Given instruction:
Can you rewrite the entries from the line containing "Challenge: I say the baby is" through the end of the entries, changing every "clearly" to "plainly" and leaving everything else as it is?

(begin)

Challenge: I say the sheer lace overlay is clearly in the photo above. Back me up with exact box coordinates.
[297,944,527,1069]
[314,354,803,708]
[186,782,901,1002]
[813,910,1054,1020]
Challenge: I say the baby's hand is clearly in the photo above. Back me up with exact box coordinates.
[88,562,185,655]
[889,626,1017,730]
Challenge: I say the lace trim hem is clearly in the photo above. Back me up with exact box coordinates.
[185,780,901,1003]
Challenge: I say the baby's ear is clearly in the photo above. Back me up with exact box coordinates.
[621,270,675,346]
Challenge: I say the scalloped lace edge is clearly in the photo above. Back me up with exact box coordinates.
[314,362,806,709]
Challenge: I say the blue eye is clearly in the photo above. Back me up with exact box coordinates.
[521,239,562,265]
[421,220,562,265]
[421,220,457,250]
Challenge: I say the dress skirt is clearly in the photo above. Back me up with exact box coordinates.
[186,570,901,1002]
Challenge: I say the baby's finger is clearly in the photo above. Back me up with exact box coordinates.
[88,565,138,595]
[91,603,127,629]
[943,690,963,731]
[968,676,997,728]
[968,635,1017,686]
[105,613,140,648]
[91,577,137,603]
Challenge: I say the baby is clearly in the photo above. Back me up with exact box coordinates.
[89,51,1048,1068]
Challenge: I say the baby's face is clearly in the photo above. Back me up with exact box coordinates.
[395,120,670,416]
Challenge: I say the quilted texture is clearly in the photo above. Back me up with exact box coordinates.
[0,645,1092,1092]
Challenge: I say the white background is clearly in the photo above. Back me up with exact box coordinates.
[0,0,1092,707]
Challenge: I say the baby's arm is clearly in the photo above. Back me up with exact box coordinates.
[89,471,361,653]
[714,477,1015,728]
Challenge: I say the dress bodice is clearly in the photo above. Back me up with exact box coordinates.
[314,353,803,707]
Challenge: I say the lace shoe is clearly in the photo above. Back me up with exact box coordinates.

(end)

Answer to this task:
Challenge: I say the baby is plainly in the photo above. Back me up with exact box coordinates.
[89,51,1048,1068]
Challenge: I say the baby's face is plainly in the photo above. Back me up with exact box coordinates.
[395,120,670,416]
Challenge: I say the quilted texture is plainly in the photo above. Back me up with exact box coordinates.
[0,645,1092,1092]
Challenge: I say the white background is plainly in the photo above. Back me up with exact box coordinates.
[0,0,1092,707]
Challenge: I say the baby's arm is plainly in the photo above. Back me up with exact box coordinates.
[89,471,361,653]
[714,477,1015,728]
Challenge: I say the dress bodice is plainly in the photo above. Back me up with exact box coordinates.
[314,353,803,707]
Challenge: I say the lace shoe is plainly in the photo above. Back me up with exact box coordinates.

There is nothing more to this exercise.